# Assignment
Copy out exactly the lines below that run from the one holding "box: [189, 146, 206, 180]" to the one holding "positive clicks: (203, 159)", keeping both of those lines and no others.

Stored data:
==========
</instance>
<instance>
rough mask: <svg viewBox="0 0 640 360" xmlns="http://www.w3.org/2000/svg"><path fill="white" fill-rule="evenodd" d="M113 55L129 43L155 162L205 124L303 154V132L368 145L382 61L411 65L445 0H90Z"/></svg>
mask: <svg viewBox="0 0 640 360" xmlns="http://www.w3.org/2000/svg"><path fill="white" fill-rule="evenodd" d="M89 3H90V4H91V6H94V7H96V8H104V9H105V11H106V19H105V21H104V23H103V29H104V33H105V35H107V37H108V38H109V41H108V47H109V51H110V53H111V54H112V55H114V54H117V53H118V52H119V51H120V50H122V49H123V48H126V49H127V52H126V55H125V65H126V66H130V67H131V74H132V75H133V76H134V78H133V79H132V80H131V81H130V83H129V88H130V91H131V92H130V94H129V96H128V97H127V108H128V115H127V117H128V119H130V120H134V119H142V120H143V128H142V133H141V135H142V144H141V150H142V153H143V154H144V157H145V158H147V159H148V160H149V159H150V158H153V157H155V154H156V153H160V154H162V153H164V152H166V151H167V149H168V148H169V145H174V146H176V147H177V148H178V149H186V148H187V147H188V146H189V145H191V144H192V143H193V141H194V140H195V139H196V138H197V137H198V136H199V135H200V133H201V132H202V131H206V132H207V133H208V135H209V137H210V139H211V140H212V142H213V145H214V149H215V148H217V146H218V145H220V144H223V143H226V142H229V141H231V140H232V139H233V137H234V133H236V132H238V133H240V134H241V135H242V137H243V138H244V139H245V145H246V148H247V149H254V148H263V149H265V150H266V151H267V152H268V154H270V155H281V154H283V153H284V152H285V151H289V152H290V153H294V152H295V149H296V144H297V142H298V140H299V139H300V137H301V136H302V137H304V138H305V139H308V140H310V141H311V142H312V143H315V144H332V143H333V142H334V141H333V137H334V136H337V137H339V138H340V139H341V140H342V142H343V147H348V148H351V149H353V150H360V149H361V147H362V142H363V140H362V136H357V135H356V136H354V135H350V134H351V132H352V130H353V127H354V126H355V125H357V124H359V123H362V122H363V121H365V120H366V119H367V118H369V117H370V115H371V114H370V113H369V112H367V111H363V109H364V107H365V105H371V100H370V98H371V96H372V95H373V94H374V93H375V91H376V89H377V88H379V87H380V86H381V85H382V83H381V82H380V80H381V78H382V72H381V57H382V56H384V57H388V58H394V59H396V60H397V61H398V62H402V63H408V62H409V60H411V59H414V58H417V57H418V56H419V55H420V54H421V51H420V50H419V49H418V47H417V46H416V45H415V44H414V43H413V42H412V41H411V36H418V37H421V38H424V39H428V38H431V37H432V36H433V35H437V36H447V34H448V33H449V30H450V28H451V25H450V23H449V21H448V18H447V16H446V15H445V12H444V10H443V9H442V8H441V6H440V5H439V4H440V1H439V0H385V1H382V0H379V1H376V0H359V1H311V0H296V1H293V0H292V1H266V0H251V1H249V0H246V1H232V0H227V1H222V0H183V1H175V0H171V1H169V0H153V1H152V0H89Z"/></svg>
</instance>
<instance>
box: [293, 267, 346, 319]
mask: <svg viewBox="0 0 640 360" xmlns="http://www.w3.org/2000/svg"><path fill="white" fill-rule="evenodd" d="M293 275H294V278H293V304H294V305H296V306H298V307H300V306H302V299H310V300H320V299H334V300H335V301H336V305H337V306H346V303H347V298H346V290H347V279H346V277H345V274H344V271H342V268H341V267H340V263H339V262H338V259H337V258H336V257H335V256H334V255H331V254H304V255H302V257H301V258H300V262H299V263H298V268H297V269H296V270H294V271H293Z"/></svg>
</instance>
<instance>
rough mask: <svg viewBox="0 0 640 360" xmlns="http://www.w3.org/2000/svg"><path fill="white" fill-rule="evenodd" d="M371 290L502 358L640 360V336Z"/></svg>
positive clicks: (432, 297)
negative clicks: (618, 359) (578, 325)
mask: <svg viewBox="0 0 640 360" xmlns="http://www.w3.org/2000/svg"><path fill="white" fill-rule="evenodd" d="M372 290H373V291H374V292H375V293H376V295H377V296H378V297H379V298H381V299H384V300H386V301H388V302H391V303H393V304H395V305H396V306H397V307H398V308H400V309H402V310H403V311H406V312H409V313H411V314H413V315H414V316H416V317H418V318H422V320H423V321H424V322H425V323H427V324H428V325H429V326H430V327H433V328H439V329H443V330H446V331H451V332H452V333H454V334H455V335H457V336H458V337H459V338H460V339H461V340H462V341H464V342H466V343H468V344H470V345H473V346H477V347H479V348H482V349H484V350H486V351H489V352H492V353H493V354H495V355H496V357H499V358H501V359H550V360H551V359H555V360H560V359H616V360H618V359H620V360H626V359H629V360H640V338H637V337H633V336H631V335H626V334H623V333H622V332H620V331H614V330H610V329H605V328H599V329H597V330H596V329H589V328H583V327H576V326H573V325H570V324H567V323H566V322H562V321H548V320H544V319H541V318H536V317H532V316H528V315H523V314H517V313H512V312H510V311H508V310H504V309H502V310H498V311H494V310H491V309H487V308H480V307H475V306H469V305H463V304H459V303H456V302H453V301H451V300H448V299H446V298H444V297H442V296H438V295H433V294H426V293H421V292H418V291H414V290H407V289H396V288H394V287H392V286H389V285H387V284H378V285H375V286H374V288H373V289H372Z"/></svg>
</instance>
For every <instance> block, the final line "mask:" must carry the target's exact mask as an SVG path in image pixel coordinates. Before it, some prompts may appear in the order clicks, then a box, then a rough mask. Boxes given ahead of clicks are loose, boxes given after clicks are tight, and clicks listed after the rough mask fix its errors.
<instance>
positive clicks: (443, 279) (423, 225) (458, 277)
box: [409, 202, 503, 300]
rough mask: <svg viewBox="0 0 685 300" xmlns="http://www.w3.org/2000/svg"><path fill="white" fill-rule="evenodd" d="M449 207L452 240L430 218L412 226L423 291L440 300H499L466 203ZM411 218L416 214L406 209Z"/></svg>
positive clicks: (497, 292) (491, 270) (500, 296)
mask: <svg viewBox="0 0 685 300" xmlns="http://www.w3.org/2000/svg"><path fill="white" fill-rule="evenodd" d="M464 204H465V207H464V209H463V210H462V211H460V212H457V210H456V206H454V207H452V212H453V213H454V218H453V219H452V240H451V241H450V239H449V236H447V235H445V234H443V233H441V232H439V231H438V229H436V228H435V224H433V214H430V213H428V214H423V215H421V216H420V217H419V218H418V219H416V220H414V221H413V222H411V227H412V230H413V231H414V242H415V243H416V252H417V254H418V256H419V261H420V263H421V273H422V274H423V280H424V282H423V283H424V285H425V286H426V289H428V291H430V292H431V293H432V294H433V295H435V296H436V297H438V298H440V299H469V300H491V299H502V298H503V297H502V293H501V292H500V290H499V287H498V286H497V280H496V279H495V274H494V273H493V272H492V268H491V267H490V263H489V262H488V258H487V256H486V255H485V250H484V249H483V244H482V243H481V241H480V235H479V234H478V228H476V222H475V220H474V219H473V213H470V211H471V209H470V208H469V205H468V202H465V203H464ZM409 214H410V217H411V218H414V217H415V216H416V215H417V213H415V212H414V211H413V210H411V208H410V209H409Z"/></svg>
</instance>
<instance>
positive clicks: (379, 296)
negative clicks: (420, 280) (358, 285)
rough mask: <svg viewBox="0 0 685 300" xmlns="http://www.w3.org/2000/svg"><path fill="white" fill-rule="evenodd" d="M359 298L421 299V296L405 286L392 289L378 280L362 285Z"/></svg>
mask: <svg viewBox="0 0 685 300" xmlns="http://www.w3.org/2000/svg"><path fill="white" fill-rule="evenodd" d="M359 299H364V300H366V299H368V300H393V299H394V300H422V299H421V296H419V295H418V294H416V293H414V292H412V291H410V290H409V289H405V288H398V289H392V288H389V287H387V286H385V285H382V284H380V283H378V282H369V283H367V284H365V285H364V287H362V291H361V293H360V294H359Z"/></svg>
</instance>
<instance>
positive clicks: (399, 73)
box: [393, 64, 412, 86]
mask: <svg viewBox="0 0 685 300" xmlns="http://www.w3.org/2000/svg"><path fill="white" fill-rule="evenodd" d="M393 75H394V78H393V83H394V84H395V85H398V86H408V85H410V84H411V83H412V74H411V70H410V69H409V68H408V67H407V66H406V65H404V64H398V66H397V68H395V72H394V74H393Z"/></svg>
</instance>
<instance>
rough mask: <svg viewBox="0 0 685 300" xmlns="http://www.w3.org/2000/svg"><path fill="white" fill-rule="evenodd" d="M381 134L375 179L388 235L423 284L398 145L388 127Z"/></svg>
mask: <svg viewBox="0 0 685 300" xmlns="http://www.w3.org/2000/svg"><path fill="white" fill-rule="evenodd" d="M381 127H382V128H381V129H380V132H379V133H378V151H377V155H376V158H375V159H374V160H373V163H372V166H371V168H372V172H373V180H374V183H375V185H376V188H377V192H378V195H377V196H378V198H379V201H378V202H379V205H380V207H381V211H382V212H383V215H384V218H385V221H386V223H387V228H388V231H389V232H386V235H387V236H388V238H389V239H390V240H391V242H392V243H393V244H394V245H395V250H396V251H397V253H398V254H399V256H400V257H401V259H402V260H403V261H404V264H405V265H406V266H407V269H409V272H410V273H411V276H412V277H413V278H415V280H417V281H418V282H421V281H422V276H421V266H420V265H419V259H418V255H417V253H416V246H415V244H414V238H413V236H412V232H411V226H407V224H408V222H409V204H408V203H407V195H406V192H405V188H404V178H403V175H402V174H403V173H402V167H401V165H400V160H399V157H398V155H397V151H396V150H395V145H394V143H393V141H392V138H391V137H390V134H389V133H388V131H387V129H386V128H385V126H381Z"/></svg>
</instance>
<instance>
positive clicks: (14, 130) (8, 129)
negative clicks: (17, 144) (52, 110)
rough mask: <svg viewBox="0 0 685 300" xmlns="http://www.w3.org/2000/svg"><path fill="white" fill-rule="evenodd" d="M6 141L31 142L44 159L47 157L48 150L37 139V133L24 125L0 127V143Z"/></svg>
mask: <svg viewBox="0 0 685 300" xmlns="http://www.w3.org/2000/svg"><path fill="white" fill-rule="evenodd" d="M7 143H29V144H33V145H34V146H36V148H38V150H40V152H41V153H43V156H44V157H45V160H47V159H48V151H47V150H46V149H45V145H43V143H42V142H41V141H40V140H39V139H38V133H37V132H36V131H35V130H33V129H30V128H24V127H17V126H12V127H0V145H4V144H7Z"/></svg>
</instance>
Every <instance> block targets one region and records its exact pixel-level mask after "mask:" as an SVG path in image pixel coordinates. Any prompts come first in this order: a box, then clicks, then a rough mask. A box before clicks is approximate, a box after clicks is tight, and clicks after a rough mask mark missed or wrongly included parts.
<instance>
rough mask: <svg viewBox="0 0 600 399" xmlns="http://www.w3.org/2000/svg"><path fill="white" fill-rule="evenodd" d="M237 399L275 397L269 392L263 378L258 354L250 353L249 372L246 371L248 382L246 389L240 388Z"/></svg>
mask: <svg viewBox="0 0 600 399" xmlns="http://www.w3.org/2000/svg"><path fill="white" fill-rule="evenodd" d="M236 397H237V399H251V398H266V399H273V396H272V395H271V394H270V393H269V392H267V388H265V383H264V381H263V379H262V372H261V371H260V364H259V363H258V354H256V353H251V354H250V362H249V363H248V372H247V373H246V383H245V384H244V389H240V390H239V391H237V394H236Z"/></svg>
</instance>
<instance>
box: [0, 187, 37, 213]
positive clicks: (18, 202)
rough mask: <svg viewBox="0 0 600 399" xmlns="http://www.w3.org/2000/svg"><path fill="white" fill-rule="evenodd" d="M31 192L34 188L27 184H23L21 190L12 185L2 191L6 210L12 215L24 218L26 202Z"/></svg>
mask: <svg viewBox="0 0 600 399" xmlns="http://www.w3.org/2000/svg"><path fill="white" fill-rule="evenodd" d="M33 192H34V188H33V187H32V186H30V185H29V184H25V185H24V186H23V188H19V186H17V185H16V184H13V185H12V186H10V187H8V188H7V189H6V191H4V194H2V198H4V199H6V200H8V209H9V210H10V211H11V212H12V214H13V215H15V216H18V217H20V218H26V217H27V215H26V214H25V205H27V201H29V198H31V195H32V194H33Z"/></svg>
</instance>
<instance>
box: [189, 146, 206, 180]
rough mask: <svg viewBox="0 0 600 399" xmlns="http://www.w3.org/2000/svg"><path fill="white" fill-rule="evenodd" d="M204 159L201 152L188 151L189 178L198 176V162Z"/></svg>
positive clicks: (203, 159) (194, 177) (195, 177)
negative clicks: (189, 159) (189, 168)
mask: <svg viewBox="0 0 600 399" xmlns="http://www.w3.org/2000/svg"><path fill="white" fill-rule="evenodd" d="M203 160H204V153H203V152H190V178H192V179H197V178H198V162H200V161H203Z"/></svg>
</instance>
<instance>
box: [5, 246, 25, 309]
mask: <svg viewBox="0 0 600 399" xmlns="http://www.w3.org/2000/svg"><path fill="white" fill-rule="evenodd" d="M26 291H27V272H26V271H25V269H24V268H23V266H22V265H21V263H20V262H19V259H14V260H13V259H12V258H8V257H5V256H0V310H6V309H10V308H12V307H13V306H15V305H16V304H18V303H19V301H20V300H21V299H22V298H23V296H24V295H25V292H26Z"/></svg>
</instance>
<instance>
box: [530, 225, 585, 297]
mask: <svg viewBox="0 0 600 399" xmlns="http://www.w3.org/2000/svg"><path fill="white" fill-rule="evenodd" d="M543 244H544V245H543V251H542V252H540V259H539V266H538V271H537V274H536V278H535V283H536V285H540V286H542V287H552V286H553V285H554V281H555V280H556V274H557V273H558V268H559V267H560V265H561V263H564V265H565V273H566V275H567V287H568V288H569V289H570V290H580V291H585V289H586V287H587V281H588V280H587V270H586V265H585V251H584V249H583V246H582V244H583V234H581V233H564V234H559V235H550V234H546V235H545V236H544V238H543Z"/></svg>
==========
# Result below
box: [189, 146, 206, 180]
rough mask: <svg viewBox="0 0 600 399" xmlns="http://www.w3.org/2000/svg"><path fill="white" fill-rule="evenodd" d="M204 159L201 152L188 151L189 178L198 176V162Z"/></svg>
positive clicks: (203, 159) (194, 177) (195, 177)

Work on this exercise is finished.